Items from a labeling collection
☆ ☆ ☆ ☆

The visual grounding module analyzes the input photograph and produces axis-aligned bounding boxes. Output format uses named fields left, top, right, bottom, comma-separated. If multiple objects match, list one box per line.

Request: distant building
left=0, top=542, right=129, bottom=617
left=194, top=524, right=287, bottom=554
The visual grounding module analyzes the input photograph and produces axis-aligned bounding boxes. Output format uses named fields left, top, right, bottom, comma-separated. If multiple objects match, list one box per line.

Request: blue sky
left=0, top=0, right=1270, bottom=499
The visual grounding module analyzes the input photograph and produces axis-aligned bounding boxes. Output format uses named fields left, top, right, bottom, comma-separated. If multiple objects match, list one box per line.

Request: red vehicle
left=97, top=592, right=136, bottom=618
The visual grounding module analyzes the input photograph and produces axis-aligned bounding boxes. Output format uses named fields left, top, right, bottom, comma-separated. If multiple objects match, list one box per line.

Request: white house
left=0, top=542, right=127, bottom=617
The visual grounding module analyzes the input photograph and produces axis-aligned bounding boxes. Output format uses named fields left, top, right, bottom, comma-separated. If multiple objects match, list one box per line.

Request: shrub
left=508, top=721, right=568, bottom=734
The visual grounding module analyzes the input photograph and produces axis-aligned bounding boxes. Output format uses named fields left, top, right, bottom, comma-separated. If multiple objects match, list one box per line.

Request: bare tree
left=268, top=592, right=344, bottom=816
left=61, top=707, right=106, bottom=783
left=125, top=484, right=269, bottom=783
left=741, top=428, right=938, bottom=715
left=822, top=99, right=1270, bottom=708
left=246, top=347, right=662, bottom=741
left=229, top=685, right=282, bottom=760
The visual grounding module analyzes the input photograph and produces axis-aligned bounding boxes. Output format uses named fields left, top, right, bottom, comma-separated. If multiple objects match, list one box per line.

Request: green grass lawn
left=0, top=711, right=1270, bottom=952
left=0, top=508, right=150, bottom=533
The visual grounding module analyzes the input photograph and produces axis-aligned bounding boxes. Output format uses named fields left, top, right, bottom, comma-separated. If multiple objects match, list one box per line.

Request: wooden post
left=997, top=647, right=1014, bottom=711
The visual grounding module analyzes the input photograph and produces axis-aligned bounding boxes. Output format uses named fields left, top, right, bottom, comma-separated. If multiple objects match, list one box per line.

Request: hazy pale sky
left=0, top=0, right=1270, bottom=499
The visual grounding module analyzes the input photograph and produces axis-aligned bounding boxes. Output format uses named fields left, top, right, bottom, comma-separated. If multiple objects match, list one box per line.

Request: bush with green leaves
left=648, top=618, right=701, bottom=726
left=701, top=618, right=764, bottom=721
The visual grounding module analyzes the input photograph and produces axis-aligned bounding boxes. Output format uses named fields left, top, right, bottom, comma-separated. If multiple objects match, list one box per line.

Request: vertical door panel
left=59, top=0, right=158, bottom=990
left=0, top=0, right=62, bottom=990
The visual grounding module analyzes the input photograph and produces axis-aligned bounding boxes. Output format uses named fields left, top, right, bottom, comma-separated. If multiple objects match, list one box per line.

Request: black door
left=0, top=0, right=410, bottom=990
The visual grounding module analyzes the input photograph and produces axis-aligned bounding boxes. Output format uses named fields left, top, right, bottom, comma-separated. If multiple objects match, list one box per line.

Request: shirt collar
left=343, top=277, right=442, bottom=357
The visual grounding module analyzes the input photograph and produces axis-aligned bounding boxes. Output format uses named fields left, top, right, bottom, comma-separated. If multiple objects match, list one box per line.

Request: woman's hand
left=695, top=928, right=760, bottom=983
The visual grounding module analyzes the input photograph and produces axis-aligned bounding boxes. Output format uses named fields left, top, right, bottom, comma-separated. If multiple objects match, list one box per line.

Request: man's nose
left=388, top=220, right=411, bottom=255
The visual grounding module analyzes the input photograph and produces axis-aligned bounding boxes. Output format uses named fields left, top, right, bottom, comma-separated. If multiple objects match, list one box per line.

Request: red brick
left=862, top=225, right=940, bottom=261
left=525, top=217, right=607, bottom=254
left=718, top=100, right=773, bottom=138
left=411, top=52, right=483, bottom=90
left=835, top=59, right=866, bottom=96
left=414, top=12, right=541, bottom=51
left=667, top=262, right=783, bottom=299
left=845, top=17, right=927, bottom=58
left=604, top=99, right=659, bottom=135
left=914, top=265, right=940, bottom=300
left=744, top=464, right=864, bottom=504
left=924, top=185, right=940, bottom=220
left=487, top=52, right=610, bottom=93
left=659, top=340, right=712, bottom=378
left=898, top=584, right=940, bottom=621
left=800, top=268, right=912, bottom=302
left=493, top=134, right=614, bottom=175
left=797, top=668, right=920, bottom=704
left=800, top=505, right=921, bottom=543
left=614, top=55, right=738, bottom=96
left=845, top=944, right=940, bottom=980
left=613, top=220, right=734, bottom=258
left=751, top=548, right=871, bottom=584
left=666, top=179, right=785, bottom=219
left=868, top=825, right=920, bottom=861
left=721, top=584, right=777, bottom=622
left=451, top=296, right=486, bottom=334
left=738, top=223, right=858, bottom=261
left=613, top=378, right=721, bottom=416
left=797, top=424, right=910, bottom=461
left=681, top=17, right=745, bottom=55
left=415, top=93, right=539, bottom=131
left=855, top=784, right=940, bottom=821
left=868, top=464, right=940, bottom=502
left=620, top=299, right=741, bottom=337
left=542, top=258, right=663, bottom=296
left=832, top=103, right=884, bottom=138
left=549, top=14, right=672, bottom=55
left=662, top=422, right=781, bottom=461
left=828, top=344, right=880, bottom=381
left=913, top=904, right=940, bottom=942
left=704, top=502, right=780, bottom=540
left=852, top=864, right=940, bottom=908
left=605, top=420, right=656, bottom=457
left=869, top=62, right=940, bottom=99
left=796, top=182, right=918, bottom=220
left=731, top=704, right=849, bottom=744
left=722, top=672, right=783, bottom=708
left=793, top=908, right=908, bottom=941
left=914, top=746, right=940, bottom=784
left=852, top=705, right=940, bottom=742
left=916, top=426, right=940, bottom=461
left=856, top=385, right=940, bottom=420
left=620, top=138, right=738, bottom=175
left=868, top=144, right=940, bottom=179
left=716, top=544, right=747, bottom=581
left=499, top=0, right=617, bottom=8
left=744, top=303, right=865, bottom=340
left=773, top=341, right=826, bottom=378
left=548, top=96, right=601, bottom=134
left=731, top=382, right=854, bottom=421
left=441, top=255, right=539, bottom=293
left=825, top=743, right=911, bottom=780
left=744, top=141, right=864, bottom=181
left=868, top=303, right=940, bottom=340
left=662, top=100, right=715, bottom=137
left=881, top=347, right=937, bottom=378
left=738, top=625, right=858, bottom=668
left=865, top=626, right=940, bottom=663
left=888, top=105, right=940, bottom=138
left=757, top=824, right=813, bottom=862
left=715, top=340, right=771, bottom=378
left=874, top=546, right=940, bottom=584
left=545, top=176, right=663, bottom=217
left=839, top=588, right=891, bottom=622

☆ ☆ ☆ ☆

§ **Work instructions**
From the data above, extract every line that contains the word "green".

§ **Written solution**
Request: green grass lawn
Request: bush with green leaves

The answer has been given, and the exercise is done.